演習 1: ベイクショップ『PORCO』を紹介する記事の全文を、一字も変えずに複製せよ。

記事:
##############################
店内に漂う、香ばしいバターの風味や、甘酸っぱいフルーツの香り。愛知御津駅近くにある『PORCO』は、アメリカやヨーロッパ各地のホームメイド菓子を中心としたベイクショップだ。開店時間を目指して、オーナーシェフの松山悌大さんが奥のキッチンで焼き上げ、接客サービス担当の妻・さおりさんが、次々とカウンターに並べていく。マフィン、タルト、パイ、スコーン、ビスケットにバナナブレッド……その数、ざっと15種類ほど。オープン前から並ぶ人も多く、昼過ぎには売り切れてしまう人気ぶりだ。
「生地からすべて手づくりしています。焼き菓子というと、個包装されて日持ちがするギフトの印象が強いと思いますが、うちで出すのは“フレッシュベイク”。焼きたてを紙袋などに入れて手渡しし、その日のうちに食べてもらうイメージです。たとえるなら、パン屋さんの形態に近いでしょうか」。
##############################
演習 2: 下に続くデータの行のうち、「identify the black」を含む行から「[[942, 531]]」を含む行までを両端も含めてそのまま書き出し、それ以外の行は出力しないこと。

データセットのエントリ:
##############################
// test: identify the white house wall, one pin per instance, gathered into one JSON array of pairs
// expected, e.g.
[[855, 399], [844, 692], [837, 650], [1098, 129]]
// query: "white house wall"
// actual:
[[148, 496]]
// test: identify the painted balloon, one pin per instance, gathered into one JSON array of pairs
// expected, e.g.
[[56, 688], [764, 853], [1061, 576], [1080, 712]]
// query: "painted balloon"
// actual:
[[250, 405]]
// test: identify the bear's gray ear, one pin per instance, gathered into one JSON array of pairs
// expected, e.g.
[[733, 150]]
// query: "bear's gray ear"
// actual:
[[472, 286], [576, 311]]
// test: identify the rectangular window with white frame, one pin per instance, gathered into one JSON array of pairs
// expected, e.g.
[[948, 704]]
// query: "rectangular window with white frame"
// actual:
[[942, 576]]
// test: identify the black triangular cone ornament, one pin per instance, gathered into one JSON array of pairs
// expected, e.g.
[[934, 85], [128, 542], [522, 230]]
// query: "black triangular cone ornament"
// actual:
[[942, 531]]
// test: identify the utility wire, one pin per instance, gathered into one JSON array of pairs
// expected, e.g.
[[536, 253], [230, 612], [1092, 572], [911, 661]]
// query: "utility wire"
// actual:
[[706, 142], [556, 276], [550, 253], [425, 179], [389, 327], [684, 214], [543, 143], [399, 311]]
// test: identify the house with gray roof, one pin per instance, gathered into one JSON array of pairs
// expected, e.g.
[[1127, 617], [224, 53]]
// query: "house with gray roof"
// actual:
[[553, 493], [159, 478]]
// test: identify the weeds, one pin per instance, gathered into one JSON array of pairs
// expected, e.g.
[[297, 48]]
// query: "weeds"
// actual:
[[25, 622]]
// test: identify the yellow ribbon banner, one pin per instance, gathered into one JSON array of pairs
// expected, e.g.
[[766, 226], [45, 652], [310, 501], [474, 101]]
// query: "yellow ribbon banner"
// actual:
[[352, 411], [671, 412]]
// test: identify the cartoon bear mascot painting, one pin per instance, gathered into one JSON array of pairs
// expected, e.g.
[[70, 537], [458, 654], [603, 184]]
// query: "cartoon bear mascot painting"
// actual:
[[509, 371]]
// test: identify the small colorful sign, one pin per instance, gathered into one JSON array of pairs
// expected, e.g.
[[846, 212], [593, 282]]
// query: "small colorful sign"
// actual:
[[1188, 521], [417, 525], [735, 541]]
##############################
解答例 1:
店内に漂う、香ばしいバターの風味や、甘酸っぱいフルーツの香り。愛知御津駅近くにある『PORCO』は、アメリカやヨーロッパ各地のホームメイド菓子を中心としたベイクショップだ。開店時間を目指して、オーナーシェフの松山悌大さんが奥のキッチンで焼き上げ、接客サービス担当の妻・さおりさんが、次々とカウンターに並べていく。マフィン、タルト、パイ、スコーン、ビスケットにバナナブレッド……その数、ざっと15種類ほど。オープン前から並ぶ人も多く、昼過ぎには売り切れてしまう人気ぶりだ。
「生地からすべて手づくりしています。焼き菓子というと、個包装されて日持ちがするギフトの印象が強いと思いますが、うちで出すのは“フレッシュベイク”。焼きたてを紙袋などに入れて手渡しし、その日のうちに食べてもらうイメージです。たとえるなら、パン屋さんの形態に近いでしょうか」。

解答例 2:
// test: identify the black triangular cone ornament, one pin per instance, gathered into one JSON array of pairs
// expected, e.g.
[[934, 85], [128, 542], [522, 230]]
// query: "black triangular cone ornament"
// actual:
[[942, 531]]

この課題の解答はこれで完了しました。